Set tasks:
(a) In the excerpt on direct taxation, why may the general property tax, the income tax, and the poll tax be classed as direct taxes?
(b) Turn the paragraph in the excerpt on direct taxation that begins "One of the most readily available extrinsic aids" into a short list that keeps its main facts.

18. Admit or deny that a tax on property is a direct tax. See notes that follow.
To speak of a poll tax (or other direct tax on a natural person) as a tax on property requires resort to the legal theory that a freeman is owner of himself and his labor force in a sense analogous to a master’s ownership of his slave.” Prof. Isaac A. Loos, Allen Ripley Foote, The Division Between State and Local Taxation, State and Local Taxation, Second International Conference, International Tax Association, 203, 206 (1909).
“Direct taxes are those that are levied ‘upon the very person who it is supposed as a general thing will bear their burden.’ The general property, the income tax, the poll tax, may be classed as direct taxes for the reason that when a person pays one of these taxes, he is likely to bear the burden himself and is not likely to shift it to another.” Israel Freeman, Constitutionality of Federal Corporation Tax Law, 72 Central Law Journal 59 (1911).
19. Admit or deny that the executive branch of government must follow the intent of the legislative branch which must itself conform to the intent of the Constitution. See notes that follow.
“One of the most readily available extrinsic aids to the interpretation of statutes is the action of the legislature on amendments which are proposed to be made during the course of consideration in the legislature. Both the state and federal courts will refer to proposed changes in a bill in order to interpret the statute as finally enacted. The journals of the legislature are the usual source for this information. Generally the rejection of an amendment indicates that the legislature does not intend the bill to include the provisions embodied in the rejected amendment.” Sutherland on Statutory Construction, sec. 48.18 (5th Edition).
“It is plain, then, that Congress had this question presented to its attention in a most precise form. It had the issue clearly drawn. The first alternative was rejected. All difficulties of construction vanish if we are willing to give to the words, deliberately adopted, their natural meaning.” U.S. v. Pfitsch, 256 U.S. 547, 552 (1921).
20. Admit or deny that the Senate considered and rejected including un-apportioned direct taxation within the authority of the Sixteenth Amendment. See notes that follow.

Data:

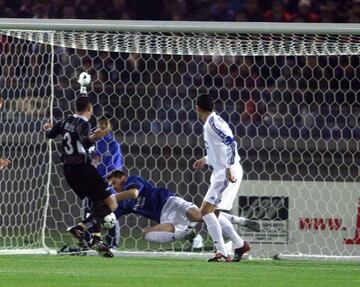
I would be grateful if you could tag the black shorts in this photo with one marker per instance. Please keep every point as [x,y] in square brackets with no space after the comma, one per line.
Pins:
[86,182]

Exercise results:
(a) When a person pays one of these taxes, he is likely to bear the burden himself and not shift it to another.

(b)
- The legislature's action on amendments proposed during its consideration of a bill is a readily available extrinsic aid to interpreting statutes.
- State and federal courts refer to proposed changes in a bill to interpret the statute as finally enacted.
- The legislature's journals are the usual source for this information.
- Rejection of an amendment generally indicates that the legislature does not intend the bill to include the provisions in that amendment.
- Source: Sutherland on Statutory Construction, sec. 48.18 (5th Edition).